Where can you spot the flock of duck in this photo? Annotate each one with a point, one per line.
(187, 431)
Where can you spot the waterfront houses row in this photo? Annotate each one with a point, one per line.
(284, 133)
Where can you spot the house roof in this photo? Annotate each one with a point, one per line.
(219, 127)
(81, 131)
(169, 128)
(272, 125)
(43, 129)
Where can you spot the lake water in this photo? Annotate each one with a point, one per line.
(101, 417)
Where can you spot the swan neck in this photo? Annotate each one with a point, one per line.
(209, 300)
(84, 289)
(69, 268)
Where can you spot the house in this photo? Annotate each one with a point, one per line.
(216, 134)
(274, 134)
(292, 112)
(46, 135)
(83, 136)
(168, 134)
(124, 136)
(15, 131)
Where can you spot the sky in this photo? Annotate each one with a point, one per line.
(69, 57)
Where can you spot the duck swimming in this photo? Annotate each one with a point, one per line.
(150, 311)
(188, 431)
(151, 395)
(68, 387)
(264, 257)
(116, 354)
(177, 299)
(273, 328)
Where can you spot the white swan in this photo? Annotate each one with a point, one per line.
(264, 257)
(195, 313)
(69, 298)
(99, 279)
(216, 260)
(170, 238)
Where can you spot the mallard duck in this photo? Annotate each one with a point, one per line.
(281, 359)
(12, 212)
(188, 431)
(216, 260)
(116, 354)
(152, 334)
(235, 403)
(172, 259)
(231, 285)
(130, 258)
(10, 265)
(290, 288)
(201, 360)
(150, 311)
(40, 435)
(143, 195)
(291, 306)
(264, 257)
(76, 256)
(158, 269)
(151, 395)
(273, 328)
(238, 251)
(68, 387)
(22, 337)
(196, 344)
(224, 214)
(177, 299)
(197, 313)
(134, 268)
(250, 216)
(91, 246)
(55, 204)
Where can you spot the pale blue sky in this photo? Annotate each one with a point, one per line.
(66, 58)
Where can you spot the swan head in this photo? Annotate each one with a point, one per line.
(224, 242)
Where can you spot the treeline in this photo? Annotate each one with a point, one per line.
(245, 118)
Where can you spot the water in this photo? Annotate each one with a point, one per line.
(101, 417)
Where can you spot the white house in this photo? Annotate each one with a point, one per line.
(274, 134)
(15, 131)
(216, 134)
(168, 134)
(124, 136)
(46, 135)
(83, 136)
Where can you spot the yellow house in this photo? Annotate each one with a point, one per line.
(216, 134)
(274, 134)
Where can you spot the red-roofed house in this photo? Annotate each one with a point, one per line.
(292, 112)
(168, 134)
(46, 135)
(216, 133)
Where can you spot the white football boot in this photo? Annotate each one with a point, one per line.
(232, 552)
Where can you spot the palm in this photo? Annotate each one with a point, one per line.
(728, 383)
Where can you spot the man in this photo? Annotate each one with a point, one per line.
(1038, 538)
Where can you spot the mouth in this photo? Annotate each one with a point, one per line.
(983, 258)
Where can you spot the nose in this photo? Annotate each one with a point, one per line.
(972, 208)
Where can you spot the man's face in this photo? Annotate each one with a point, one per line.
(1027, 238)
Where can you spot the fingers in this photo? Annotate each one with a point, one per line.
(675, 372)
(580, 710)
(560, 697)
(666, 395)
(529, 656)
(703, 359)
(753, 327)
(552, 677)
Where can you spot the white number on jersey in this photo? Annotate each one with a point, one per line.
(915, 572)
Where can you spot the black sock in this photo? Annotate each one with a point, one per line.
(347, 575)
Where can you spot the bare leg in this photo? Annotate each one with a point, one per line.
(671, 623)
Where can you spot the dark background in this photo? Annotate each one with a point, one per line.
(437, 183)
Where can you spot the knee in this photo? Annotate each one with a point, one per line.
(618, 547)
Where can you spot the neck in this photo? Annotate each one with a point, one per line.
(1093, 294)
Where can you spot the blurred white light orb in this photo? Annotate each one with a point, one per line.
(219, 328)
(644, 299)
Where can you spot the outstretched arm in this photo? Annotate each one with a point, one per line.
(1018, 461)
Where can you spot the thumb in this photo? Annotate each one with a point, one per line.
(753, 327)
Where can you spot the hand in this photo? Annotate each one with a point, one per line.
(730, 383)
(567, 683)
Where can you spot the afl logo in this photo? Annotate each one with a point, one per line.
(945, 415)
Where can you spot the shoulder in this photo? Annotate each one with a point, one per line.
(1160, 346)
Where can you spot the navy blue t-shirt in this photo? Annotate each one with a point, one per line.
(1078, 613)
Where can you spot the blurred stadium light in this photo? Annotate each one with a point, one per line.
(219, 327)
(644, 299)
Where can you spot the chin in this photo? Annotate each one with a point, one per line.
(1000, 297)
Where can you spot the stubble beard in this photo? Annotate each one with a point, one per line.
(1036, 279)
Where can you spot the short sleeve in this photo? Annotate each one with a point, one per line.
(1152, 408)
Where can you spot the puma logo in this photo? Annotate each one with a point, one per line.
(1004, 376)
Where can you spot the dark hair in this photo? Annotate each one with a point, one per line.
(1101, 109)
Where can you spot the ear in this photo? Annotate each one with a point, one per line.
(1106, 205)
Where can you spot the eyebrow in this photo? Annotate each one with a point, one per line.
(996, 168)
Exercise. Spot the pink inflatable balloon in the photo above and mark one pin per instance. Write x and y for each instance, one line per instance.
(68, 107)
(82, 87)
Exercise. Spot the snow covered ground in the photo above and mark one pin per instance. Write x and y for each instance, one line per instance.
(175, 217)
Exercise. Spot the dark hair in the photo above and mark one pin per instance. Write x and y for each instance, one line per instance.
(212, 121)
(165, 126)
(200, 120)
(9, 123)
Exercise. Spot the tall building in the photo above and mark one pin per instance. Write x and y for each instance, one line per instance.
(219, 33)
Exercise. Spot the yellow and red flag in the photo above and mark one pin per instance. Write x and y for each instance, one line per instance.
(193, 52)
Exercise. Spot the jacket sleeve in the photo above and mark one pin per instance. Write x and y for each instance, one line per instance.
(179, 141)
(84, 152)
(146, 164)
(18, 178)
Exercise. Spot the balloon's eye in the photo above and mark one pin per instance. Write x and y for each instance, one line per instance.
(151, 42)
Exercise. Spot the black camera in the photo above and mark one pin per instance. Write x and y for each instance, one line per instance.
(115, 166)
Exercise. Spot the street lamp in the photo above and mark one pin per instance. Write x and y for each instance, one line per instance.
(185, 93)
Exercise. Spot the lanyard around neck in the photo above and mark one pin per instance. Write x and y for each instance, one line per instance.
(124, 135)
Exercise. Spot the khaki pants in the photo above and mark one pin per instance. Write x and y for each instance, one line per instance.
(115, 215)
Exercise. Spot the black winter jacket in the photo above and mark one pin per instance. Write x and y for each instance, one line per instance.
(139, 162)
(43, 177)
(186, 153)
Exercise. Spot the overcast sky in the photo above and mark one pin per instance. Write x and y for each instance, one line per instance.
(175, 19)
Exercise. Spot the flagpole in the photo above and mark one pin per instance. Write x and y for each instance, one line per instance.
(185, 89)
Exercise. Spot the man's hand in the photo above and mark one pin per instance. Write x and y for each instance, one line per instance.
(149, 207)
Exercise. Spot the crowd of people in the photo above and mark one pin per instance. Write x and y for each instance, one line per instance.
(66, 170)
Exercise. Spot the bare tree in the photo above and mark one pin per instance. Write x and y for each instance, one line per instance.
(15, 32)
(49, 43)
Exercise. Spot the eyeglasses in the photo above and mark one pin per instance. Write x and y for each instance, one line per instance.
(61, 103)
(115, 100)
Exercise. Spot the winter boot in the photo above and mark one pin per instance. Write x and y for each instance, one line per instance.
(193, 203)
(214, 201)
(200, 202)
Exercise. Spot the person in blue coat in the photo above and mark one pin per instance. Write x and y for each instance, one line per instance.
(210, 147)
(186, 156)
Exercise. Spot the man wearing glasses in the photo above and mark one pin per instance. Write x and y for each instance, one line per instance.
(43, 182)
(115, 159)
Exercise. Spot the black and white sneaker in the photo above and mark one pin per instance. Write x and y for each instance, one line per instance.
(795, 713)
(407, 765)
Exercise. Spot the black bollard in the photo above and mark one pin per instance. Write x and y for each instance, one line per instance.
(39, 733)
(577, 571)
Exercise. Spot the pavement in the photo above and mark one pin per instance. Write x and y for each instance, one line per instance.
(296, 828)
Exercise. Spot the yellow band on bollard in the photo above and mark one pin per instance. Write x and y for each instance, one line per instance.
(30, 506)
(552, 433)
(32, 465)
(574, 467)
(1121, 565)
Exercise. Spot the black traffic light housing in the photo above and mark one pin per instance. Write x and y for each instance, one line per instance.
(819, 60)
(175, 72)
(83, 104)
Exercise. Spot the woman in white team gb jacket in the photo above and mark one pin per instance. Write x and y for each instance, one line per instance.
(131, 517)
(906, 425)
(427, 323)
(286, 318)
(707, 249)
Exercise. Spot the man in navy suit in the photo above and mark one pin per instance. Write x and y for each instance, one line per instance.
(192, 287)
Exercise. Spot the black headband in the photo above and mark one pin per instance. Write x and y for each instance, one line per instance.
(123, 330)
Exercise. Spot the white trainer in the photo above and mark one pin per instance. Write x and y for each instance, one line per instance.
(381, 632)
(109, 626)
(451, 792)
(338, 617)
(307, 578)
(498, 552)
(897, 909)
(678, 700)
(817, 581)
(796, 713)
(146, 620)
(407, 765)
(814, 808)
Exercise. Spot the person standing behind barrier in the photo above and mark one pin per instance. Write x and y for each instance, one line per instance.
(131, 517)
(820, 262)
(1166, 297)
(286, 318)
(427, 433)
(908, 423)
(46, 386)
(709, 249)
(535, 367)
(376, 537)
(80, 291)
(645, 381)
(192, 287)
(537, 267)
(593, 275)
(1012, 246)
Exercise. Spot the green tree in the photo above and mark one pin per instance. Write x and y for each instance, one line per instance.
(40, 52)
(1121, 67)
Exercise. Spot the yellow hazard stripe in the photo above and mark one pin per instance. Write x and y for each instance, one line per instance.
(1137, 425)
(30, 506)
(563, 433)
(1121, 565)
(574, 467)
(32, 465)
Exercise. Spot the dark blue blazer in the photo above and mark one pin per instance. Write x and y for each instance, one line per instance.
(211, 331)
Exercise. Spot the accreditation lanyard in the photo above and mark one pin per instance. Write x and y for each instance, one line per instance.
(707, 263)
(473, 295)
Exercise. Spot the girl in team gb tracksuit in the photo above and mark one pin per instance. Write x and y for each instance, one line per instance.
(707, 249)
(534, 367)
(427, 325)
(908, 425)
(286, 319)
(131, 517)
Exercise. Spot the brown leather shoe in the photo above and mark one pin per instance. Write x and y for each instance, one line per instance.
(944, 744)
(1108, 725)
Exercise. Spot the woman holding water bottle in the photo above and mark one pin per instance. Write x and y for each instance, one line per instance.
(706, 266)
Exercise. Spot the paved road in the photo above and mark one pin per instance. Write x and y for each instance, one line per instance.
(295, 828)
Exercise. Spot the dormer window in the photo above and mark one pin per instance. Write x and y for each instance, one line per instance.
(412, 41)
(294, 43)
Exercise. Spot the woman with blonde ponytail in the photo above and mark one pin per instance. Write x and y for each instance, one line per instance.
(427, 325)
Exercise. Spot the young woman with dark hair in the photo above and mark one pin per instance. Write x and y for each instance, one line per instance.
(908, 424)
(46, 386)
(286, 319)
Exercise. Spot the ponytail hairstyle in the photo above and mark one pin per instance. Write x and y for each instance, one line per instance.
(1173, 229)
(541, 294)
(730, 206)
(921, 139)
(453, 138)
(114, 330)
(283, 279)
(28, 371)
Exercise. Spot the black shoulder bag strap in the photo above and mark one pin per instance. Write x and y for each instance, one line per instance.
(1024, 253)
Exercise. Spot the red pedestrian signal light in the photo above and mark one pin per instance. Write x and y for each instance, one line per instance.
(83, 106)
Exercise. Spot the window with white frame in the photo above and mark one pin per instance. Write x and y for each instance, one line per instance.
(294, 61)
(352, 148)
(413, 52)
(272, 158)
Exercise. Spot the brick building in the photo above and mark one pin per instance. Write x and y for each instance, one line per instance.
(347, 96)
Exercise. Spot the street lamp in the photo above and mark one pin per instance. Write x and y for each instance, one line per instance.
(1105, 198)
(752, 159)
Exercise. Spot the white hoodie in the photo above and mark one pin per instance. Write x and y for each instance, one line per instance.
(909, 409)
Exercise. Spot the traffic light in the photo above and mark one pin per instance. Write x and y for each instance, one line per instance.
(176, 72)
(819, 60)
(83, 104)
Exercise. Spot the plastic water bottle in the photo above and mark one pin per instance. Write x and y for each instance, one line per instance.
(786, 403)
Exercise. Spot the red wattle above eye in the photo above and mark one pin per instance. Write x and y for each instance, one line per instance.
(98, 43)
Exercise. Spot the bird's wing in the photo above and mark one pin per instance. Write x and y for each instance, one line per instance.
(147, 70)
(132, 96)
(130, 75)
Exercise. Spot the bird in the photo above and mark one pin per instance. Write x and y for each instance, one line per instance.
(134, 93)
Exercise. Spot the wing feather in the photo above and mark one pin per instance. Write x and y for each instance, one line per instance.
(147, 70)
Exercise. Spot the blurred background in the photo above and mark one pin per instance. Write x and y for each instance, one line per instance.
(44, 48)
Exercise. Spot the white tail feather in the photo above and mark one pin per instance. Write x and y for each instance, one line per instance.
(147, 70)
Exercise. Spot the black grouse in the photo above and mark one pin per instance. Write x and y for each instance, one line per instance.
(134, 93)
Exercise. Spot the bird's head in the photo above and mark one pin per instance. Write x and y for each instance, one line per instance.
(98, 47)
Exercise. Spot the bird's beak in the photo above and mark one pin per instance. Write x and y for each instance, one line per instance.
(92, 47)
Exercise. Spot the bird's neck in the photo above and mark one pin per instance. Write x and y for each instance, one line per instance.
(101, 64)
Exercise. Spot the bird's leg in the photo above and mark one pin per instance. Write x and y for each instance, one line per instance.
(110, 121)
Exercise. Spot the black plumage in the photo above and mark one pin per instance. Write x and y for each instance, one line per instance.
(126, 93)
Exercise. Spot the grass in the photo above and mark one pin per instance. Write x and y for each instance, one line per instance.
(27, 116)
--------------------------------------------------
■ Objective: From the line containing "Exercise. Spot the traffic" through the final line of the listing above, retype every line exactly; leave out everything else.

■ Solution:
Exercise. Spot the traffic light in the photo above and mark one pin per instance. Write x and y for each instance, one line per instance.
(176, 72)
(819, 60)
(83, 104)
Exercise. Spot the plastic water bottle in the photo above and mark one pin per instance. Write x and y for each instance, one line per instance.
(786, 403)
Exercise. Spot the red wattle above eye in the photo above and mark one pin per instance. Write x and y for each instance, one line per instance.
(98, 43)
Exercise. Spot the bird's wing in the photo above and mark one pin per instance. Write x and y for each instance, one line per instance.
(147, 70)
(132, 96)
(130, 75)
Exercise. Spot the bird in the photo above and mark one pin per instance. Write x and y for each instance, one line per instance.
(134, 93)
Exercise. Spot the wing feather in the photo above and mark one pin per instance. Write x and y for each instance, one line per instance.
(147, 70)
Exercise. Spot the blurred background in the photo above and mark one pin per instance. Write x and y for each instance, one line per instance.
(44, 48)
Exercise. Spot the white tail feather in the photo above and mark one pin per instance. Write x and y for each instance, one line per instance.
(147, 70)
Exercise. Spot the black grouse in the photo above and mark one pin per instance. Write x and y for each instance, one line per instance.
(134, 93)
Exercise. Spot the bird's head in the photo above and mark one pin per instance. Write x and y for each instance, one line per instance.
(98, 47)
Exercise. Spot the bird's beak in the photo above and mark one pin per instance. Write x and y for each instance, one line per instance.
(92, 47)
Exercise. Spot the bird's neck in the photo above and mark one pin per instance. Write x and y for each instance, one line per instance.
(101, 64)
Exercise. Spot the bird's leg in the photo above and mark one pin per instance. Write x and y for each instance, one line per instance.
(110, 121)
Exercise. Spot the black plumage in the photo above and mark one pin per instance. Write x and y for each instance, one line per instance.
(126, 93)
Exercise. Spot the grass in the photo above and mark one pin per instance. Write x and y for each instance, one line per instance.
(27, 116)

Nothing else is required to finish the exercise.